(Goal of the exercise): Once the line with "A single pin marks each instance of the blue sky." is found, repeat exactly that line and every one after it until the data below ends, including the last line.

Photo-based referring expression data
§

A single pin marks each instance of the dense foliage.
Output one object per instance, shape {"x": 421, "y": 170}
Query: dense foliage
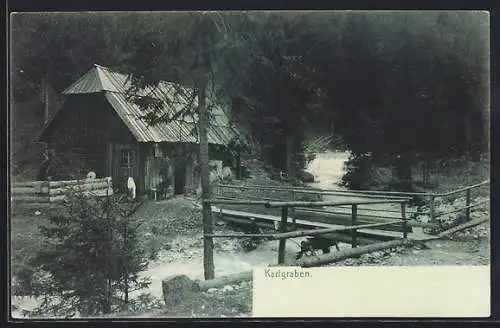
{"x": 389, "y": 83}
{"x": 90, "y": 260}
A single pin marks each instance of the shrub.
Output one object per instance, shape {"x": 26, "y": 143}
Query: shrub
{"x": 90, "y": 261}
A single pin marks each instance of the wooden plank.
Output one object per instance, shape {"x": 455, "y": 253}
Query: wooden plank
{"x": 319, "y": 260}
{"x": 336, "y": 236}
{"x": 242, "y": 217}
{"x": 344, "y": 219}
{"x": 27, "y": 184}
{"x": 464, "y": 189}
{"x": 23, "y": 191}
{"x": 298, "y": 233}
{"x": 30, "y": 198}
{"x": 318, "y": 204}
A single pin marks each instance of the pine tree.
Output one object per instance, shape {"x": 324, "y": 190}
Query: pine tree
{"x": 92, "y": 257}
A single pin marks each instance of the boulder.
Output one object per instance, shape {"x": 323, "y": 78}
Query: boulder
{"x": 226, "y": 174}
{"x": 305, "y": 176}
{"x": 178, "y": 289}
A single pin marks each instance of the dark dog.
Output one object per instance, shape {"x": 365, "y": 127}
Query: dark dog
{"x": 310, "y": 245}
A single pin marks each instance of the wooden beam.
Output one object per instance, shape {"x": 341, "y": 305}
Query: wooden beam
{"x": 282, "y": 242}
{"x": 314, "y": 204}
{"x": 350, "y": 252}
{"x": 299, "y": 233}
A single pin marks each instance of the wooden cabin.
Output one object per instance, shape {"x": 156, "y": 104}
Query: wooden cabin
{"x": 110, "y": 136}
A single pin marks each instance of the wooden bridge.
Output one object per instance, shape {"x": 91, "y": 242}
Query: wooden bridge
{"x": 354, "y": 217}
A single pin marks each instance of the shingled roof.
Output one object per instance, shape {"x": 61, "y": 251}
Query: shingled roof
{"x": 114, "y": 85}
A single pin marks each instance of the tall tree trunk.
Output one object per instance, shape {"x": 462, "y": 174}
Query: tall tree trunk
{"x": 290, "y": 165}
{"x": 238, "y": 165}
{"x": 208, "y": 245}
{"x": 403, "y": 169}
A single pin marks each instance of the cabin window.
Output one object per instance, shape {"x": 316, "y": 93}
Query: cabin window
{"x": 157, "y": 152}
{"x": 126, "y": 157}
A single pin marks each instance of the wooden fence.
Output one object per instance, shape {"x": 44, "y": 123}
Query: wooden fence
{"x": 254, "y": 192}
{"x": 49, "y": 192}
{"x": 283, "y": 235}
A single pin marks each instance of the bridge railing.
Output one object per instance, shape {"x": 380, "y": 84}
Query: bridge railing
{"x": 286, "y": 205}
{"x": 260, "y": 192}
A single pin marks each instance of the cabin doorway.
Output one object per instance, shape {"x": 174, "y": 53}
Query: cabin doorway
{"x": 180, "y": 177}
{"x": 124, "y": 166}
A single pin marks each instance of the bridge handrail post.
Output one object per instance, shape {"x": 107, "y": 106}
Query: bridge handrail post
{"x": 282, "y": 241}
{"x": 405, "y": 220}
{"x": 467, "y": 204}
{"x": 354, "y": 215}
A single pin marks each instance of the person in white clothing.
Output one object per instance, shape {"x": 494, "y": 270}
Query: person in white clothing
{"x": 131, "y": 188}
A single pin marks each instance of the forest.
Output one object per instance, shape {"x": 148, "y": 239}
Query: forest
{"x": 393, "y": 88}
{"x": 395, "y": 85}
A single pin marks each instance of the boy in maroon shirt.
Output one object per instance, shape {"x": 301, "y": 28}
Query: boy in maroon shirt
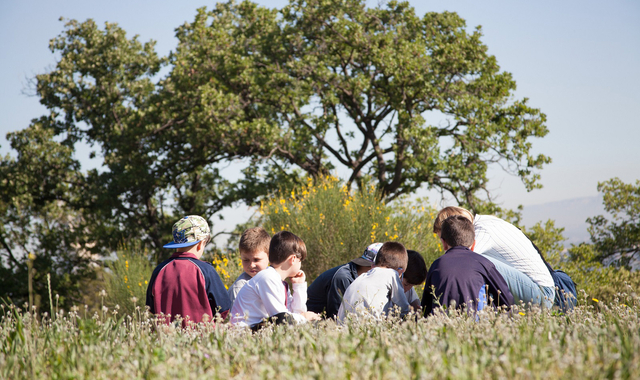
{"x": 183, "y": 285}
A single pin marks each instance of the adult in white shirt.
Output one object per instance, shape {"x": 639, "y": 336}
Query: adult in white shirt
{"x": 375, "y": 293}
{"x": 266, "y": 295}
{"x": 512, "y": 253}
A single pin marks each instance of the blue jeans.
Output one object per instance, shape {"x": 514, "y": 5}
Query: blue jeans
{"x": 522, "y": 287}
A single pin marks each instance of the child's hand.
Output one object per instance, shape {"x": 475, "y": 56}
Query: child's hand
{"x": 299, "y": 278}
{"x": 311, "y": 316}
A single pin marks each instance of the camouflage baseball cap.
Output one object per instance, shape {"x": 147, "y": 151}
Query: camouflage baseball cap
{"x": 369, "y": 255}
{"x": 189, "y": 231}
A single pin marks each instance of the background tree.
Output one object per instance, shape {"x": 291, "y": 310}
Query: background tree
{"x": 618, "y": 238}
{"x": 372, "y": 92}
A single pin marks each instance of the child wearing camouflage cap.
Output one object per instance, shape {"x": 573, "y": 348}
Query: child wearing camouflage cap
{"x": 183, "y": 285}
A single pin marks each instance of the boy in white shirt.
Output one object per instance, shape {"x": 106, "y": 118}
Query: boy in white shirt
{"x": 376, "y": 292}
{"x": 414, "y": 275}
{"x": 254, "y": 255}
{"x": 267, "y": 295}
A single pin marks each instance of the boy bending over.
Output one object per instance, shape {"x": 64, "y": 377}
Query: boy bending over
{"x": 376, "y": 292}
{"x": 267, "y": 295}
{"x": 254, "y": 253}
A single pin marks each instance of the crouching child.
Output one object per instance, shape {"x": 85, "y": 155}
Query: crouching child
{"x": 267, "y": 296}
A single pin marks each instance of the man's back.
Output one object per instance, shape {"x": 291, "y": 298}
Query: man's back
{"x": 326, "y": 292}
{"x": 374, "y": 293}
{"x": 464, "y": 277}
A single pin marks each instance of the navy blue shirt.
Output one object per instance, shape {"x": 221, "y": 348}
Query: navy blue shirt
{"x": 326, "y": 291}
{"x": 464, "y": 277}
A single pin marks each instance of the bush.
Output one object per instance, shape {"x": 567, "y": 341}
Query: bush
{"x": 126, "y": 285}
{"x": 582, "y": 263}
{"x": 337, "y": 223}
{"x": 228, "y": 265}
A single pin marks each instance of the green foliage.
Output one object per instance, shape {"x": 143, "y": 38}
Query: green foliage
{"x": 599, "y": 281}
{"x": 617, "y": 239}
{"x": 126, "y": 284}
{"x": 337, "y": 224}
{"x": 38, "y": 215}
{"x": 596, "y": 341}
{"x": 583, "y": 264}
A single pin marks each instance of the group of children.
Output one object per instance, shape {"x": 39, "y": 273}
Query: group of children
{"x": 485, "y": 263}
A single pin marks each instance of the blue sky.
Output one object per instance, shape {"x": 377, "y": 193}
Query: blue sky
{"x": 578, "y": 61}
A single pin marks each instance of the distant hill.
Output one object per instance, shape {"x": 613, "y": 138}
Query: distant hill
{"x": 570, "y": 214}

§

(Written answer):
A single pin marks each instance of the blue sky.
Output one object per instance, shape {"x": 377, "y": 193}
Query: blue sky
{"x": 578, "y": 61}
A single pin marks each instance of the distant hill.
Output one object per instance, shape {"x": 613, "y": 138}
Query: distant hill
{"x": 570, "y": 214}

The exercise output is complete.